*** The data ***

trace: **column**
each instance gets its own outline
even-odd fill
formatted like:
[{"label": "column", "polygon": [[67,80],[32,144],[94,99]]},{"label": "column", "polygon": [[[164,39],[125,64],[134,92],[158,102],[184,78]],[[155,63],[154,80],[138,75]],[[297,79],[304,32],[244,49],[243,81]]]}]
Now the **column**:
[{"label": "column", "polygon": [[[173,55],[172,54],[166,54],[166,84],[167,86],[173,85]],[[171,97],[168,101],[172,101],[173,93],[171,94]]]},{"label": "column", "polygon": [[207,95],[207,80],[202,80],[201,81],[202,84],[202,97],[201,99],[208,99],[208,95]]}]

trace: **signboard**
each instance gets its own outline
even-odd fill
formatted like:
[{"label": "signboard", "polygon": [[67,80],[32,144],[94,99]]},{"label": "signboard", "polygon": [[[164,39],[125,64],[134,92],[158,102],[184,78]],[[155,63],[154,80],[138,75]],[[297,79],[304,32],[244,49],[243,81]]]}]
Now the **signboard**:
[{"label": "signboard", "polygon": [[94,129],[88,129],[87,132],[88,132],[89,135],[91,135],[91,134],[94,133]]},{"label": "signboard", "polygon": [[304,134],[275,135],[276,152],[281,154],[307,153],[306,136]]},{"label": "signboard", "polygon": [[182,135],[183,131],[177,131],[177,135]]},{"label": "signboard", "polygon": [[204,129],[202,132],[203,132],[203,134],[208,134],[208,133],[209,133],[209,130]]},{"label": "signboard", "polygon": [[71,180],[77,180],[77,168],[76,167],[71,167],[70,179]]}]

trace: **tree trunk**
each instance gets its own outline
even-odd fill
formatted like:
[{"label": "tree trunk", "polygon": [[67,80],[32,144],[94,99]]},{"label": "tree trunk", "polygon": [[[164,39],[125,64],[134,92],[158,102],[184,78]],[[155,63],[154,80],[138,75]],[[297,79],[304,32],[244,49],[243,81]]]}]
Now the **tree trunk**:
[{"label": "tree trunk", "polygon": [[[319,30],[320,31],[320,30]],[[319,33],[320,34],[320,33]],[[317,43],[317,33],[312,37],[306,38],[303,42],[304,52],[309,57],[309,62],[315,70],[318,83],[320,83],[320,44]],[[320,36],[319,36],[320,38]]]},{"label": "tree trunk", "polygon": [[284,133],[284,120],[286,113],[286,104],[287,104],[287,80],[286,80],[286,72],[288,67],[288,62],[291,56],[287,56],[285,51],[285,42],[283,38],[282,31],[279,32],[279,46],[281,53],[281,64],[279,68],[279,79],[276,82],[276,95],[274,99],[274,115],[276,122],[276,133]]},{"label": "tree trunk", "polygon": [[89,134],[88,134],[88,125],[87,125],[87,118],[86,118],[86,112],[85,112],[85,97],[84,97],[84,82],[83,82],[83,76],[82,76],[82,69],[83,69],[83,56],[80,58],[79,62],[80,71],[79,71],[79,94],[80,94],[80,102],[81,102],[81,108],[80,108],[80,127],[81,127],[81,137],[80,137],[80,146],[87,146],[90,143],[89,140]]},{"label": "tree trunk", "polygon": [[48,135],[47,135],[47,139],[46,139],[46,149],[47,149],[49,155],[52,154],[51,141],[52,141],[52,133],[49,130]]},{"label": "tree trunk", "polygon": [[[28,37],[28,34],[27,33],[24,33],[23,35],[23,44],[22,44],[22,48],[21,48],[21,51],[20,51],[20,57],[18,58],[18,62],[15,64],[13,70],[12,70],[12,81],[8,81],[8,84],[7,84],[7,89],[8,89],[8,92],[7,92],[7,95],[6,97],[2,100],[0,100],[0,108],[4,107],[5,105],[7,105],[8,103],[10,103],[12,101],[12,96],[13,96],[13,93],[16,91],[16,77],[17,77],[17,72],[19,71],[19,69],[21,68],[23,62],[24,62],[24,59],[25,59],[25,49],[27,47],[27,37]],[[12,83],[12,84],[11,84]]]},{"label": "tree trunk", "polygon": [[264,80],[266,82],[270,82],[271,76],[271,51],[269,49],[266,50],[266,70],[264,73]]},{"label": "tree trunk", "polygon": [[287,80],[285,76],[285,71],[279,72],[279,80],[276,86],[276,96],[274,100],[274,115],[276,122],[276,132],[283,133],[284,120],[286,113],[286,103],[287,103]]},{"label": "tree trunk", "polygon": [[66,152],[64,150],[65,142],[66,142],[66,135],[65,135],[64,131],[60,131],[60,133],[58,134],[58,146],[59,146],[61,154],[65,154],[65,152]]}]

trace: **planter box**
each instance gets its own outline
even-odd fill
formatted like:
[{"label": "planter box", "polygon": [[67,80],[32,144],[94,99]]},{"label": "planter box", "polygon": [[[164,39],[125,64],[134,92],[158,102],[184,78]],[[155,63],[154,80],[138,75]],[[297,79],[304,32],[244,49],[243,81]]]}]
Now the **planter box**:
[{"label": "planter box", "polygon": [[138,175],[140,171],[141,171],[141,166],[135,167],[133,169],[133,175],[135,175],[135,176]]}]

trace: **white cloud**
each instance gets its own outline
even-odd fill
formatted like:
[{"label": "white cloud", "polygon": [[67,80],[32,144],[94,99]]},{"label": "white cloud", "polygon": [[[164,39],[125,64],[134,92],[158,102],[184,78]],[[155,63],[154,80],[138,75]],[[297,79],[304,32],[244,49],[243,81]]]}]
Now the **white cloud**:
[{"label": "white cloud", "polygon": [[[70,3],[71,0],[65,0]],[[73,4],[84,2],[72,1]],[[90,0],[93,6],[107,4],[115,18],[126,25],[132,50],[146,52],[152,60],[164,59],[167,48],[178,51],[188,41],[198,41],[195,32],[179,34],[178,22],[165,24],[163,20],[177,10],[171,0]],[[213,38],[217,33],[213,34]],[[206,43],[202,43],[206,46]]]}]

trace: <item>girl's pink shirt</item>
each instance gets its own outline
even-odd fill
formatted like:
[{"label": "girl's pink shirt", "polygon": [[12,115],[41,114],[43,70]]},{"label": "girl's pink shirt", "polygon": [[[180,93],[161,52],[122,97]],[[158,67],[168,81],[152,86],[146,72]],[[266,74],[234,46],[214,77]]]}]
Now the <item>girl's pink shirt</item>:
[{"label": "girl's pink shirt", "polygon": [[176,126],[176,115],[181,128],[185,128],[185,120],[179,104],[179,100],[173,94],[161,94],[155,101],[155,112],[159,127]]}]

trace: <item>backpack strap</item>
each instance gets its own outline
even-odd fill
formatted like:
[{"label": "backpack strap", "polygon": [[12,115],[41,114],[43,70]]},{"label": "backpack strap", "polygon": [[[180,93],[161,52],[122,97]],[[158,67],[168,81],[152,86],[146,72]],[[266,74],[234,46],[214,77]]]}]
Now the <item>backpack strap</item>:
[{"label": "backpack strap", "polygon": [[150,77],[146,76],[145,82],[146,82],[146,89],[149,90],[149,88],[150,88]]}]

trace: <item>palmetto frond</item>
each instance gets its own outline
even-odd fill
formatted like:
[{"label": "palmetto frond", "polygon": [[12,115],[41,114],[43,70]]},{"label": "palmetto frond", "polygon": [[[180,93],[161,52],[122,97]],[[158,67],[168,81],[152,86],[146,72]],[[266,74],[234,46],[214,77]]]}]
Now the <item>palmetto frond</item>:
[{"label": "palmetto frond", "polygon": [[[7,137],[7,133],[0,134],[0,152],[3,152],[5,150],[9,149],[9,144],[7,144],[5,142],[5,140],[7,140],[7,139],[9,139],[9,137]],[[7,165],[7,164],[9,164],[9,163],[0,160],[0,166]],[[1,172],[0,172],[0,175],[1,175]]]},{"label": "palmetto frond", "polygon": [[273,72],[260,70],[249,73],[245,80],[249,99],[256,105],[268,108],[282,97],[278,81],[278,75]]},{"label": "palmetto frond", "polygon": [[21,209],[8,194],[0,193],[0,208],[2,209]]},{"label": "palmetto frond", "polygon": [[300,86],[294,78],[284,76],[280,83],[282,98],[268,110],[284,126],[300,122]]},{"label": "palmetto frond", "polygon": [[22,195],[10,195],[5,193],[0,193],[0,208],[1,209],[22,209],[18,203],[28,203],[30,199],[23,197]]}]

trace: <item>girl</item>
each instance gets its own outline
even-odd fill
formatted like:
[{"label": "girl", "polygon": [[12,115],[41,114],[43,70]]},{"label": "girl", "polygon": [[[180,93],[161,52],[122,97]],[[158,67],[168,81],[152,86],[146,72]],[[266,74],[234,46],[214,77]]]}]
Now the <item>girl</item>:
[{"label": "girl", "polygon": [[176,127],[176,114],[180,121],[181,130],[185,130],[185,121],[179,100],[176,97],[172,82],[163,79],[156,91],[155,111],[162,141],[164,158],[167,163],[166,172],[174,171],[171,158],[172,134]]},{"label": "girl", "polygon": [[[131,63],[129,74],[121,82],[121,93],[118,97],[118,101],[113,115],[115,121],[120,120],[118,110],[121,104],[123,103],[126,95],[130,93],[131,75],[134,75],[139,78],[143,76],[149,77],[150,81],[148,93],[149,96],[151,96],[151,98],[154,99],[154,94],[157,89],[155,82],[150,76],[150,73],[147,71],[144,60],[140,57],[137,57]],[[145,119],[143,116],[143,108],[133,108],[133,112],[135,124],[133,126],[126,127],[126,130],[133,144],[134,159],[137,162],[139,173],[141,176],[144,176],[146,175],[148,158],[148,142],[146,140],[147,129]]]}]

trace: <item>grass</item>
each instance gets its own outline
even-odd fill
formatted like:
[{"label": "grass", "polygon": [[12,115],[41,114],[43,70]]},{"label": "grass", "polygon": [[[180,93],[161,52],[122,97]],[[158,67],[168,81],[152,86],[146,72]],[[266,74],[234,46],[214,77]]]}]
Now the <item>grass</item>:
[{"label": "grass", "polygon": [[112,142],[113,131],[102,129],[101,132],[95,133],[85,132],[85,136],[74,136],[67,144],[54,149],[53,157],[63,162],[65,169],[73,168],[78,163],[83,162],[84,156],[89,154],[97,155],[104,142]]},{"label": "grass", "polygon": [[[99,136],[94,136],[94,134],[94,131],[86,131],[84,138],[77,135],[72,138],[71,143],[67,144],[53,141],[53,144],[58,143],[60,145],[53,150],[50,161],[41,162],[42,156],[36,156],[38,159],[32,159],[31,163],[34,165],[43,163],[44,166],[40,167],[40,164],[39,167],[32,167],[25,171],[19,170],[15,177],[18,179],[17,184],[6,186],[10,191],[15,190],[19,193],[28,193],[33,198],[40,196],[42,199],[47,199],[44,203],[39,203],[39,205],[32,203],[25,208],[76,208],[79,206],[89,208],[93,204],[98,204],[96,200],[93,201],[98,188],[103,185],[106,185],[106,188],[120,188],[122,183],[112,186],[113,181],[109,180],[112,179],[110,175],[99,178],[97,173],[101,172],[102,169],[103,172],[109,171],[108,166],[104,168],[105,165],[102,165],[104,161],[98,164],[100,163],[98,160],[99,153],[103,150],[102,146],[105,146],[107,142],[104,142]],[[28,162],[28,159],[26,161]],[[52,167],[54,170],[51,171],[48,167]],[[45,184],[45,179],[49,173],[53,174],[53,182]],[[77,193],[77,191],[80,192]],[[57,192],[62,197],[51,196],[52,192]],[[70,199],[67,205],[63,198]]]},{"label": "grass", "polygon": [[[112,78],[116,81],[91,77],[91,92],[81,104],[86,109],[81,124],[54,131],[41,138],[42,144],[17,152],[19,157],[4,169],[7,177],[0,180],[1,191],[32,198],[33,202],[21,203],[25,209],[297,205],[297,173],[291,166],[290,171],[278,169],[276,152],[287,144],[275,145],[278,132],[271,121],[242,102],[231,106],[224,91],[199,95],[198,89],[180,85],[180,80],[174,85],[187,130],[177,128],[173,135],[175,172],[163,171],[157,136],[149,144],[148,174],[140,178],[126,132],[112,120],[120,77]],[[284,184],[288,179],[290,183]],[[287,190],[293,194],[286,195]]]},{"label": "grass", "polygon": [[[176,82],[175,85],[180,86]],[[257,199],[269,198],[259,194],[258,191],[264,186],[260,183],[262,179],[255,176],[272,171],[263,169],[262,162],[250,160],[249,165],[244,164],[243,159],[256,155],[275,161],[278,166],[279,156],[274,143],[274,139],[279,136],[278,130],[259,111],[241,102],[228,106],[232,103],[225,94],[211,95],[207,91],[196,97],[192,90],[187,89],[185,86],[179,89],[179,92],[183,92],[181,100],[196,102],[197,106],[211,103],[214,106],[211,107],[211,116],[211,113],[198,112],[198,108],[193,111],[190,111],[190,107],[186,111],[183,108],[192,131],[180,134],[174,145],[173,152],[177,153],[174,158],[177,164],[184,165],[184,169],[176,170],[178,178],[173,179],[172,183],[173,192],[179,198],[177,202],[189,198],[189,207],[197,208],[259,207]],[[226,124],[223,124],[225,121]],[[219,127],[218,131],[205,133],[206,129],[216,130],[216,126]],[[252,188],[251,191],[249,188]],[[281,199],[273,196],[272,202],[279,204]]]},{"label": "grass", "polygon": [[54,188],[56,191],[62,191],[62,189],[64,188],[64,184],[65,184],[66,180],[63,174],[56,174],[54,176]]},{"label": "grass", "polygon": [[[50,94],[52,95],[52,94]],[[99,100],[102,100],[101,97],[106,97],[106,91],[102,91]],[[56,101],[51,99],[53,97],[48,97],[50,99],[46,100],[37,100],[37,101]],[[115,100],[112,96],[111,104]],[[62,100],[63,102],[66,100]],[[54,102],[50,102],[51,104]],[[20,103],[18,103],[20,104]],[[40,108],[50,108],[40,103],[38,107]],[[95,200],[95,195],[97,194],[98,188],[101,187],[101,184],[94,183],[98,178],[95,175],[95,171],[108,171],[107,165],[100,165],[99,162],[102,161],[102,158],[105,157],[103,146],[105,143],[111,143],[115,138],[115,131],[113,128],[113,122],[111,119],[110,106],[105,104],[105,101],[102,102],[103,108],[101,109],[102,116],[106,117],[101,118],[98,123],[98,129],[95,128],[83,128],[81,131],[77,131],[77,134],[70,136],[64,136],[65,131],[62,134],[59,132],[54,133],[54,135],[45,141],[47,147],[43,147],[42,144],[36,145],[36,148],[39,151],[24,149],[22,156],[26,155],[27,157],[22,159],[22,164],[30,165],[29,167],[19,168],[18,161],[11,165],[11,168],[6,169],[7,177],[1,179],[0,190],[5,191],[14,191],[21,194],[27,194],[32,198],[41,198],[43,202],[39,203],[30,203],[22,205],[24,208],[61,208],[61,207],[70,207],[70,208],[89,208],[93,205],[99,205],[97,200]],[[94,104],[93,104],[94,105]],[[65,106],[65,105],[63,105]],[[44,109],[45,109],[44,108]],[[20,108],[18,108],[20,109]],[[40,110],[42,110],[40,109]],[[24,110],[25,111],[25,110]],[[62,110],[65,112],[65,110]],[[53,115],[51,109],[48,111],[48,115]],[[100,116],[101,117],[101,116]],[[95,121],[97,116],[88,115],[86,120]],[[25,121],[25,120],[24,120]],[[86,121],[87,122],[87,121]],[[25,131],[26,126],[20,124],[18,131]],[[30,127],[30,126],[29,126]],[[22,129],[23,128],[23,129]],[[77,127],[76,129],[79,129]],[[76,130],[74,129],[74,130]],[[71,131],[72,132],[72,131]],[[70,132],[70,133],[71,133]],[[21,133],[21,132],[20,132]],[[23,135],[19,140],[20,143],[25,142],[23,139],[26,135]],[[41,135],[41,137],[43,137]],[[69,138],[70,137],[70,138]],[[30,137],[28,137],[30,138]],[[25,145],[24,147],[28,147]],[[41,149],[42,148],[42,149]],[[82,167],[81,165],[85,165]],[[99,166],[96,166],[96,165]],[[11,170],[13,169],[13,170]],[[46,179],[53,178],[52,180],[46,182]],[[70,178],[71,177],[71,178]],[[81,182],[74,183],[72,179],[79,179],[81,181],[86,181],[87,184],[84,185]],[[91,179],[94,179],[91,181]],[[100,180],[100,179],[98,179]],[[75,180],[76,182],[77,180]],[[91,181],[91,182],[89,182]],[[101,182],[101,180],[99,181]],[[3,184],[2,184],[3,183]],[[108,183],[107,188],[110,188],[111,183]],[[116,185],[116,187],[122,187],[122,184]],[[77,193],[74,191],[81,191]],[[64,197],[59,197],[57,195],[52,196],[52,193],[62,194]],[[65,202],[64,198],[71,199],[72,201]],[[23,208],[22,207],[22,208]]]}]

*** End of The data ***

*Work instructions*
Find the lines above that contain the word "trace" and copy each one.

*Response below*
trace: **column**
trace: **signboard**
trace: **tree trunk**
trace: **planter box**
trace: **white cloud**
trace: <item>girl's pink shirt</item>
trace: <item>backpack strap</item>
trace: <item>palmetto frond</item>
trace: <item>girl</item>
trace: <item>grass</item>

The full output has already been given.